+++ PROVIDED PASSAGE +++

However, there is also an estimate of 26,000 dead. Besides the fatalities, about 53,753 Soviet soldiers were wounded, and 264 were missing. Total losses amount to 55,470 with the 14,453 figure or 80,017 under the higher estimate.

Chechen Wars

Following the collapse of the USSR, the Chechen Republic of Ichkeria declared independence and sought to secede from Russia. The First Chechen War, running from December 11, 1994, to August 31, 1996, ended with Ichkeria's victory, while Russia faced heavy casualties. The official Russian estimate for the First Chechen War is 6,000 dead and missing and nearly 18,000 wounded; however, the Soldiers' Mothers Committee reports more than 11,000 (killed or missing and up to 25,000 wounded.

Russia, refusing to relinquish Ichkeria, conducted another crackdown in 1999-2000, obliterating its statehood. These operations cost security forces over 6,000 lives according to official data. Independent estimates, notably from Janes, suggest Russia lost 9,000-11,000 killed from 1999 to 2002.

+++ EXTRACTED RECORDS +++

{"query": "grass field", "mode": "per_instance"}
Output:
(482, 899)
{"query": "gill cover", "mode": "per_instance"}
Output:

+++

GIVEN INSTRUCTION A: Substitute "single_instance" for "per_instance" throughout the records. Leave everything else in them as it is.
GIVEN INSTRUCTION B: Resume the passage on Russian military losses in the Chechen Wars, continuing after its last sentence.
The text and the records are unrelated to each other.

EXPECTED OUTPUT A:
{"query": "grass field", "mode": "single_instance"}
Output:
(482, 899)
{"query": "gill cover", "mode": "single_instance"}
Output:

EXPECTED OUTPUT B:
The overall estimate from the Soldiers' Mothers Committee puts Russian military losses in both wars at 14,000 killed.

In October 2022, the Ukrainian parliament officially recognized the Chechen wars as the genocide of the Chechen people. Ichkeria itself is regarded as temporarily occupied by Russia.

Comparing Russian Army Losses in Ukraine with Other Wars

The Russian army has endured significant losses during its invasion of Ukraine. With 500,000 personnel lost, the toll far exceeds those of both the Afghanistan and Chechen conflicts combined.